Work request
A word-for-word copy of the records below is required.

-------

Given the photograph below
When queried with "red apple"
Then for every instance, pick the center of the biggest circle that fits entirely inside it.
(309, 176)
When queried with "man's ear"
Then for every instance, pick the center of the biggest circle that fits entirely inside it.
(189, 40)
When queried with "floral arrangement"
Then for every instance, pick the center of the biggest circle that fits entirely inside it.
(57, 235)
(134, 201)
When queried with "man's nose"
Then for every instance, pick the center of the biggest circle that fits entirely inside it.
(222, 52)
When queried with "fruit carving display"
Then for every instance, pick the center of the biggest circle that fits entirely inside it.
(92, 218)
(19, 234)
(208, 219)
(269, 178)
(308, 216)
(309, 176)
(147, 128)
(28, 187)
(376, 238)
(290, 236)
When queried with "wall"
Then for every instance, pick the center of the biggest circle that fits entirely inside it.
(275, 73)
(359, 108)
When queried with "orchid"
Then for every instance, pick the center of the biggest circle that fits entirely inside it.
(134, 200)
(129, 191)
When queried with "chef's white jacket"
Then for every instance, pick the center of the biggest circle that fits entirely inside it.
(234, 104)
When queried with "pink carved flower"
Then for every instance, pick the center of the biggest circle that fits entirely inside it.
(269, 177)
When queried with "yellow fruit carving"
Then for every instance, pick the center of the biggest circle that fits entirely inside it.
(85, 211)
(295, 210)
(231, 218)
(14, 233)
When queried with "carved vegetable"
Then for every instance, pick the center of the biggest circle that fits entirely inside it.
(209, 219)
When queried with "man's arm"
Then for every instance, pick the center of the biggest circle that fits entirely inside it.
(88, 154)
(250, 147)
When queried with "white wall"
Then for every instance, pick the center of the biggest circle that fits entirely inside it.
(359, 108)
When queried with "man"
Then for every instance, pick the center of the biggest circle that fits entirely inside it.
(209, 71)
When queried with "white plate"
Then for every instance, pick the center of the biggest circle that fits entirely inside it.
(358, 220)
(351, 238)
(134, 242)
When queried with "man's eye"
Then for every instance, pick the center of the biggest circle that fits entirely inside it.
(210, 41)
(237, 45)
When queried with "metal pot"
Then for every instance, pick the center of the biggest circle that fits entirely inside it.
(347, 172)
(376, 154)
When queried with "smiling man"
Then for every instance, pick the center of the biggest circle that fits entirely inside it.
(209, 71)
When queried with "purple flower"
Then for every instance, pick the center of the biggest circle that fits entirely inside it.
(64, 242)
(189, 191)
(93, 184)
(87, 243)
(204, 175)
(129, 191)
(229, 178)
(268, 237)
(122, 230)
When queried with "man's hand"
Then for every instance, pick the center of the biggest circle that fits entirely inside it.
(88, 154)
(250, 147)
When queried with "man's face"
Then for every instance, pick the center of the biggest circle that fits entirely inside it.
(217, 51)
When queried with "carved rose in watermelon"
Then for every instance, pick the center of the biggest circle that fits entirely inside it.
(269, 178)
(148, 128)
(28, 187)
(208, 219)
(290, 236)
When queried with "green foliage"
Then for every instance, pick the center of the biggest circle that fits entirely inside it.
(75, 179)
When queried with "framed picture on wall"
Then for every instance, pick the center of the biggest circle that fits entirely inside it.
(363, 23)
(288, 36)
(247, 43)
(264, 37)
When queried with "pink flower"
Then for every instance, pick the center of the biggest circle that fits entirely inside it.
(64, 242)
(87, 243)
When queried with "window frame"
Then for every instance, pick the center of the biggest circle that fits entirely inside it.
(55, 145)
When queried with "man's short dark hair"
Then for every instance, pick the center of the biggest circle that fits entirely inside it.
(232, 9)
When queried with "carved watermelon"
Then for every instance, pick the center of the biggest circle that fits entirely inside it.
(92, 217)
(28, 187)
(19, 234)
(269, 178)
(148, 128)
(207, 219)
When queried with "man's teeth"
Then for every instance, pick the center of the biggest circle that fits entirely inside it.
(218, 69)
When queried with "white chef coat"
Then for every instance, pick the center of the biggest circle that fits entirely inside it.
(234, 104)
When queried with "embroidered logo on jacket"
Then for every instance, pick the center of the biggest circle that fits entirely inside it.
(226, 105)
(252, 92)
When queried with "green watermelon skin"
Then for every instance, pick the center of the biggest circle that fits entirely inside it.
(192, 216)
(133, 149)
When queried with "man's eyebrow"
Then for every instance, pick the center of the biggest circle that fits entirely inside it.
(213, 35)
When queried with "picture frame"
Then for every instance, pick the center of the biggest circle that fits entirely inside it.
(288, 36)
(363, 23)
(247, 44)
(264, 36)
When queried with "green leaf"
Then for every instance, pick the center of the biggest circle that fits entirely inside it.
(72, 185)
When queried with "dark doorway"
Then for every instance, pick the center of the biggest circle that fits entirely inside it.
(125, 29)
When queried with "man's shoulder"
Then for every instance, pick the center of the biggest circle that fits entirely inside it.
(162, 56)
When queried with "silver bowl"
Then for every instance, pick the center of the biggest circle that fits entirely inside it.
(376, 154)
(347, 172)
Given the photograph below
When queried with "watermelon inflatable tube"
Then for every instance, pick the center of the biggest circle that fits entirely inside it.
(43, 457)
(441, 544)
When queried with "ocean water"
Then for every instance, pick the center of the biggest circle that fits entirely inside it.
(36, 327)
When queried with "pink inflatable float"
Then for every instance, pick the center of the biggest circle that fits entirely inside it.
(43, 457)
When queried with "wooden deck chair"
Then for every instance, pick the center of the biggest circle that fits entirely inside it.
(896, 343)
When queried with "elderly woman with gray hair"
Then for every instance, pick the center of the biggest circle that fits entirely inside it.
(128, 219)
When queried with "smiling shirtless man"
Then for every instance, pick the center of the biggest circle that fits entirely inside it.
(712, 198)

-------

Exercise response
Given the photograph below
When queried with "red apple"
Then for every instance, pick the center of the biggest circle that fits entirely inside it.
(309, 176)
When queried with "man's ear"
Then for every instance, pick the center of the biggest circle that fits entirely inside it.
(189, 40)
When queried with "floral arrangement"
Then for every instance, pick the center of the biggest circle that fits entirely inside it.
(57, 235)
(134, 201)
When queried with "man's nose"
Then for every instance, pick the center of the biggest circle that fits entirely inside it.
(222, 52)
When queried with "fruit carving display"
Then for every instance, pick the center of the biggest circle that fits entirely inside it.
(92, 218)
(19, 234)
(208, 219)
(269, 178)
(308, 216)
(309, 176)
(147, 128)
(28, 187)
(376, 238)
(290, 236)
When queried with "wall"
Then for every instance, pick the center of the biggest circle that fits entirely inside it.
(275, 73)
(359, 108)
When queried with "orchid"
Then for every instance, pick the center of the biggest circle that fits entirely inside it.
(134, 200)
(129, 191)
When queried with "chef's white jacket"
Then for every instance, pick the center of the biggest circle that fits entirely inside it.
(234, 104)
When queried with "pink carved flower"
Then for every instance, pick the center of the biggest circle that fits entirely inside it.
(269, 177)
When queried with "yellow fruit carving"
Then for every instance, pick the center of the biggest circle that fits entirely inside it.
(85, 211)
(295, 210)
(231, 218)
(14, 233)
When queried with "carved vegetable"
Then for every instance, pick the center of the biggest circle that fits entirely inside it.
(209, 219)
When queried with "man's arm"
Then for every instance, pick the center of the biggest circle that fits entirely inside it.
(88, 154)
(250, 147)
When queried with "white wall"
Then for every instance, pick the center of the biggest circle that fits entirely inside it.
(359, 108)
When queried with "man"
Then for every instance, pick the center of the biggest circle that fits entirely inside it.
(209, 71)
When queried with "white plate"
Then for every instance, pick the center of the biggest circle that fits entirely inside it.
(358, 220)
(351, 238)
(134, 242)
When queried with "man's eye"
Then for every instance, pick the center of the biggest circle that fits entirely inside it.
(210, 41)
(237, 45)
When queried with "metal pot"
Then for every instance, pick the center of the biggest circle that fits entirely inside it.
(347, 172)
(376, 154)
When queried with "smiling man"
Then for every instance, pick the center of the biggest circle that fits entirely inside it.
(209, 71)
When queried with "purple flower"
Then for every instance, pick the center of the biggest circle that fits entirely inside it.
(64, 242)
(189, 191)
(93, 184)
(87, 243)
(204, 175)
(129, 191)
(229, 178)
(268, 237)
(122, 230)
When queried with "man's hand"
Then for every instance, pick the center of the biggest circle that fits entirely inside it.
(88, 154)
(250, 147)
When queried with "man's face"
Then for every instance, pick the center of the biggest circle that fits entirely inside it.
(217, 51)
When queried with "carved rose in watermelon"
Then for every instance, pick the center of the biggest circle that fits entirely inside it.
(269, 178)
(148, 128)
(28, 187)
(208, 219)
(290, 236)
When queried with "green foliage"
Then for every instance, pick the center of the biggest circle that fits entirely inside it.
(75, 179)
When queried with "framed picture on wall"
Then for every instance, pick the center of the biggest circle that fits entirely inside it.
(363, 23)
(288, 36)
(247, 43)
(264, 37)
When queried with "pink flower"
Then for every instance, pick the center of the biggest circle that fits entirely inside it.
(64, 242)
(87, 243)
When queried with "window frame"
Then for every instance, pick the center of the biggest circle that fits entirely inside it.
(55, 145)
When queried with "man's short dark hair"
Then for every instance, pick the center of the biggest circle that fits entirely inside it.
(232, 9)
When queried with "carved watermelon"
Then for every instance, pick the center of the biggest circle that fits entirely inside it.
(92, 217)
(28, 187)
(19, 234)
(269, 178)
(148, 128)
(207, 219)
When queried with "man's teeth"
Then for every instance, pick the center of the biggest circle that fits entirely inside it.
(218, 69)
When queried with "white chef coat"
Then for every instance, pick the center of the biggest circle that fits entirely inside it.
(234, 104)
When queried with "embroidered logo on jacket"
Then for every instance, pick the center of the biggest circle that fits entirely inside it.
(226, 105)
(252, 92)
When queried with "green watermelon skin"
Then for every instance, pick the center of the biggest circle that fits entirely inside it.
(192, 216)
(133, 149)
When queried with "man's eyebrow"
Then for every instance, pick the center of the biggest circle that fits entirely inside it.
(213, 35)
When queried with "picture frame"
Then for every instance, pick the center of the biggest circle that fits entirely inside it.
(288, 36)
(363, 23)
(247, 44)
(264, 36)
When queried with "green leaf"
Then for every instance, pick the center of the biggest circle that fits entirely inside it.
(72, 185)
When queried with "dark doorway"
Then for every instance, pick the center of the biggest circle that fits entirely inside it.
(125, 29)
When queried with "man's shoulder"
Then for every instance, pick the center of the biggest circle that fits entirely inside it.
(162, 56)
When queried with "silver bowl"
Then for every instance, pick the center of the biggest circle that fits entirely inside it.
(376, 154)
(347, 172)
Given the photograph below
When queried with "watermelon inflatable tube"
Then for every instance, pick the center of the biggest circle that fits entirely inside it.
(43, 457)
(441, 544)
When queried with "ocean water"
Then for every instance, pick the center of the biggest circle that fits entirely inside it.
(36, 327)
When queried with "pink inflatable float"
Then for every instance, pick the center of the biggest circle that fits entirely inside it.
(43, 457)
When queried with "wooden deck chair"
Then for every instance, pick the center of the biggest circle that fits entirely inside it.
(896, 343)
When queried with "elderly woman with gray hair"
Then for every instance, pick the center of the biggest circle that fits entirely inside it.
(128, 219)
When queried with "smiling shirtless man"
Then for every instance, pick the center of the biggest circle that fits entirely inside it.
(712, 198)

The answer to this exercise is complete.